— Do this —
Reproduce every line of the data below verbatim, changing no character.

■ ■ ■ ■ ■

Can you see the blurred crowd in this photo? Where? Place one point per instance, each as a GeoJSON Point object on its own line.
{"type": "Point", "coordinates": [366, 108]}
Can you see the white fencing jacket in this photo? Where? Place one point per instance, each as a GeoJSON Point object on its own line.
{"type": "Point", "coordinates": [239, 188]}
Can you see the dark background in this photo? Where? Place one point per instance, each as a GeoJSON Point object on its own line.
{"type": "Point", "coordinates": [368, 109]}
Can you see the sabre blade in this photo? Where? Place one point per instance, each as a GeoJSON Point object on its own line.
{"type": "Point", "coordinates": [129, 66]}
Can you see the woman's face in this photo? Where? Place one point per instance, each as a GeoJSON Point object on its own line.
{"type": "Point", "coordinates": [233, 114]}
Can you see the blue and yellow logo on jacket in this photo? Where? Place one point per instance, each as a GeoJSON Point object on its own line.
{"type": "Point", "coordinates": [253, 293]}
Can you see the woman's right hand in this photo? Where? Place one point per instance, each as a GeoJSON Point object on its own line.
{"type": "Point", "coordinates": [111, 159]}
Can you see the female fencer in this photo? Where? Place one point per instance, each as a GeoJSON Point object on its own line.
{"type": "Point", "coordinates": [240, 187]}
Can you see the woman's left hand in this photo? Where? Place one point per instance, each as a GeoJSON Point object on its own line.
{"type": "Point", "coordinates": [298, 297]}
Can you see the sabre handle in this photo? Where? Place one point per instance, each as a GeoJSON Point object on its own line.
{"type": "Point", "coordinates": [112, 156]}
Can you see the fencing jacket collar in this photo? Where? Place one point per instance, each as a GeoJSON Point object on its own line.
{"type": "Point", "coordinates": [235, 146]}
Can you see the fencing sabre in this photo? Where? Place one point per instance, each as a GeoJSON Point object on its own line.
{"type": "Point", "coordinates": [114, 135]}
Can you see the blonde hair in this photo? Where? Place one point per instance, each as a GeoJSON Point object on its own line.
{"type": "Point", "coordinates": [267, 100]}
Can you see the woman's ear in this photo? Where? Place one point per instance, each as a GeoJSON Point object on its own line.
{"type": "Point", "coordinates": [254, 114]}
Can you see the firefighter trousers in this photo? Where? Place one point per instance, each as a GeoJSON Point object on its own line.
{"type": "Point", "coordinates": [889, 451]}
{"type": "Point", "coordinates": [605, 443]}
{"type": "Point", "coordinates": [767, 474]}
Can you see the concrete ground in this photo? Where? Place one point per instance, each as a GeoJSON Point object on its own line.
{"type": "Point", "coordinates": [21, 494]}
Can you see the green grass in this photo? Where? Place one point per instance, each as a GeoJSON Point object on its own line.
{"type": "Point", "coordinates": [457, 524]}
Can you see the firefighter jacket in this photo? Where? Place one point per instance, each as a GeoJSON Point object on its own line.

■ ■ ■ ■ ■

— Correct answer —
Can you see the blurred crowd in this photo? Where? Place one point per instance, each as a GeoJSON Point object on its own line.
{"type": "Point", "coordinates": [366, 108]}
Can you see the white fencing jacket in this photo? Where? Place one point per instance, each as a GeoJSON Point object on its own line.
{"type": "Point", "coordinates": [239, 188]}
Can you see the dark background in this photo? Where? Place one point per instance, each as a GeoJSON Point object on its own line.
{"type": "Point", "coordinates": [368, 109]}
Can you see the sabre blade in this photo? Where? Place one point per instance, each as a GeoJSON Point object on its own line.
{"type": "Point", "coordinates": [129, 66]}
Can you see the woman's face in this photo? Where? Place one point per instance, each as a GeoJSON Point object on its own line.
{"type": "Point", "coordinates": [233, 114]}
Can you see the blue and yellow logo on jacket in this photo? Where? Place one point per instance, each as a GeoJSON Point object on its own line.
{"type": "Point", "coordinates": [253, 293]}
Can you see the woman's right hand in this photo? Where? Place one point per instance, each as a GeoJSON Point object on its own line.
{"type": "Point", "coordinates": [111, 159]}
Can you see the female fencer in this photo? Where? Place one point per instance, each as a GeoJSON Point object on its own line.
{"type": "Point", "coordinates": [240, 187]}
Can you see the woman's left hand in this photo? Where? Place one point per instance, each as a GeoJSON Point object on its own line.
{"type": "Point", "coordinates": [298, 297]}
Can you see the sabre handle in this photo? Where? Place one point per instance, each as a GeoJSON Point object on its own line.
{"type": "Point", "coordinates": [112, 156]}
Can you see the fencing jacket collar in this photo? Where? Place one point per instance, each as a GeoJSON Point object on its own line.
{"type": "Point", "coordinates": [235, 146]}
Can you see the fencing sabre in this photo? Where? Place one point per instance, each as a GeoJSON Point object on its own line.
{"type": "Point", "coordinates": [114, 135]}
Can you see the blonde hair in this photo? Where? Place one point per instance, each as a GeoJSON Point object on its own line.
{"type": "Point", "coordinates": [267, 100]}
Can you see the woman's ear in this photo? Where? Place one point per instance, each as a GeoJSON Point object on its own line.
{"type": "Point", "coordinates": [254, 114]}
Can you see the firefighter trousers in this photo? Where? Place one point per instance, each as a GeoJSON Point object on its own line.
{"type": "Point", "coordinates": [889, 451]}
{"type": "Point", "coordinates": [605, 443]}
{"type": "Point", "coordinates": [767, 474]}
Can you see the concrete ground in this photo? Where? Place one point per instance, each as a GeoJSON Point object on its own line.
{"type": "Point", "coordinates": [21, 494]}
Can you see the green grass in this photo? Where? Place one point per instance, each as a GeoJSON Point object on its own line.
{"type": "Point", "coordinates": [457, 524]}
Can you see the firefighter jacket in this photo? Where? Place one point per instance, each as a GeoJSON Point object on its own line.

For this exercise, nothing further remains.